Records supplied:

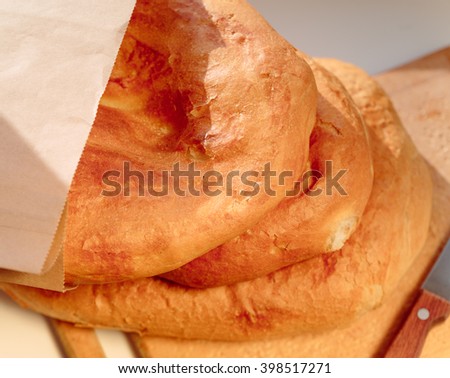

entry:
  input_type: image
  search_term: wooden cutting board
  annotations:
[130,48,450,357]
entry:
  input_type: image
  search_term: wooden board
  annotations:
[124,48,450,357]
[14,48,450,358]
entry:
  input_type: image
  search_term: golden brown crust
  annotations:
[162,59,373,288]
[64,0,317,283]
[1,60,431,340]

--

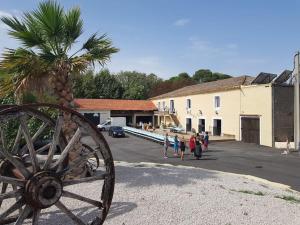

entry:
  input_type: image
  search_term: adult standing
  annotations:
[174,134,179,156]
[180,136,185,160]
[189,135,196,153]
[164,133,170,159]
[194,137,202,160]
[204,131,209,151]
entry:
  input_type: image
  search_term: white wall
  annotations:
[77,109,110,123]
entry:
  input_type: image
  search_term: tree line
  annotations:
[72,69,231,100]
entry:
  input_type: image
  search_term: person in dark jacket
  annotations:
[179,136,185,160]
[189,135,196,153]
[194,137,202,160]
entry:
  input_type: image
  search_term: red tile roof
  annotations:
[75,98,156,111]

---

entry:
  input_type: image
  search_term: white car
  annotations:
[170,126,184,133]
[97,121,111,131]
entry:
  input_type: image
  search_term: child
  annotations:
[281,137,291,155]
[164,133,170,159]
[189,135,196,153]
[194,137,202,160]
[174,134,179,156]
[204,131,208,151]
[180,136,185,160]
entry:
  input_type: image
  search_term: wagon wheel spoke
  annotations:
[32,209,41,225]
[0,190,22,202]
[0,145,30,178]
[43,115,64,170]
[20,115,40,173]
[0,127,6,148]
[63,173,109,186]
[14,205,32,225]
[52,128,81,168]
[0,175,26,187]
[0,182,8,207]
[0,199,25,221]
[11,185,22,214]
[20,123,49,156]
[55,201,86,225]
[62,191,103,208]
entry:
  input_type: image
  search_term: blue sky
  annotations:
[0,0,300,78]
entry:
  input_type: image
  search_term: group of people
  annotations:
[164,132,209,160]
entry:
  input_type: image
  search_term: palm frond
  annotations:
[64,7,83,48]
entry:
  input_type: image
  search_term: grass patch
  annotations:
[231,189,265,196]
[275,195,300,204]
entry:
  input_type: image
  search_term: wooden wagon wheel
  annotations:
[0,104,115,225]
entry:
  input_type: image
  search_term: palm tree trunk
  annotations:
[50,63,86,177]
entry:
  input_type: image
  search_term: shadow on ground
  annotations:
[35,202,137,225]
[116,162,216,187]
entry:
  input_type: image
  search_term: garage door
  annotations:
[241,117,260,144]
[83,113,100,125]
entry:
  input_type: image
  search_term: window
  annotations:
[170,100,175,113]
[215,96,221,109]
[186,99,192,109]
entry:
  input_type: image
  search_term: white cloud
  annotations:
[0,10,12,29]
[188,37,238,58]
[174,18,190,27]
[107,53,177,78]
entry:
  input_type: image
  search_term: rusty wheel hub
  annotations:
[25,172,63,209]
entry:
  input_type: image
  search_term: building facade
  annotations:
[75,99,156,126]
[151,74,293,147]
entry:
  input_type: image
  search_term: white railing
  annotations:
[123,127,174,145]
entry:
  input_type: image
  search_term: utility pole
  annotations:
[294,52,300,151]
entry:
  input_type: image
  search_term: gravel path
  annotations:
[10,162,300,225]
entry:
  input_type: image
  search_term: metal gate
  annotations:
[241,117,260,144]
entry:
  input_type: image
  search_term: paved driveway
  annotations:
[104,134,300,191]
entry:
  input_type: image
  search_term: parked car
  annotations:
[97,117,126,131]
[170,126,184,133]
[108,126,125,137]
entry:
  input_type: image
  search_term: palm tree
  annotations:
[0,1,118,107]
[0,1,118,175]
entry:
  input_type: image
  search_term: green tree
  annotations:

Required task: How many lines of the records above include the string "wheel"? Count them and give only the number.

Reply to the exercise: 3